## AIM OF THE TASK
Filter out all lines without the word "Where" from the data below, please, and copy the rest.

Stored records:
···

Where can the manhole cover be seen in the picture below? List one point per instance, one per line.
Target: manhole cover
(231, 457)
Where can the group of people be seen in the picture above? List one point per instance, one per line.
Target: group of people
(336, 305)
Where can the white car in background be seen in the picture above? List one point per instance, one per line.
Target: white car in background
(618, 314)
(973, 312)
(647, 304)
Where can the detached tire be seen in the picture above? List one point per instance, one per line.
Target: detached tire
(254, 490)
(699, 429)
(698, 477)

···

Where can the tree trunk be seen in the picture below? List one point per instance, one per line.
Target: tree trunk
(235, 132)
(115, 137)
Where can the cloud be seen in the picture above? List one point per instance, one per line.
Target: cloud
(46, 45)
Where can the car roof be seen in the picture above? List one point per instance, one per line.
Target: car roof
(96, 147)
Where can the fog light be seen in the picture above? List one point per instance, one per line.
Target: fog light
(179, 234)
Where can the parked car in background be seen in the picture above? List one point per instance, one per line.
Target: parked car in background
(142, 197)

···

## RESPONSE FOR THIS EXERCISE
Where can the manhole cover be seen in the picture below? List one point per instance, one per line.
Where can the group of people be seen in the picture above? List one point per instance, one per line.
Where can the white car in background be seen in the picture above? List one point per instance, one per line.
Where can the detached tire be seen in the picture above? List one point per instance, one per line.
Where can the tree trunk be seen in the picture below? List one point per instance, one per line.
Where can the cloud be seen in the picture above? List one point per instance, one per line.
Where can the car roof be seen in the picture above? List one point per instance, one per line.
Where can the fog light be seen in the picture above? List one point per instance, one per line.
Where can the parked car in background be seen in the picture above? List one point per instance, one per line.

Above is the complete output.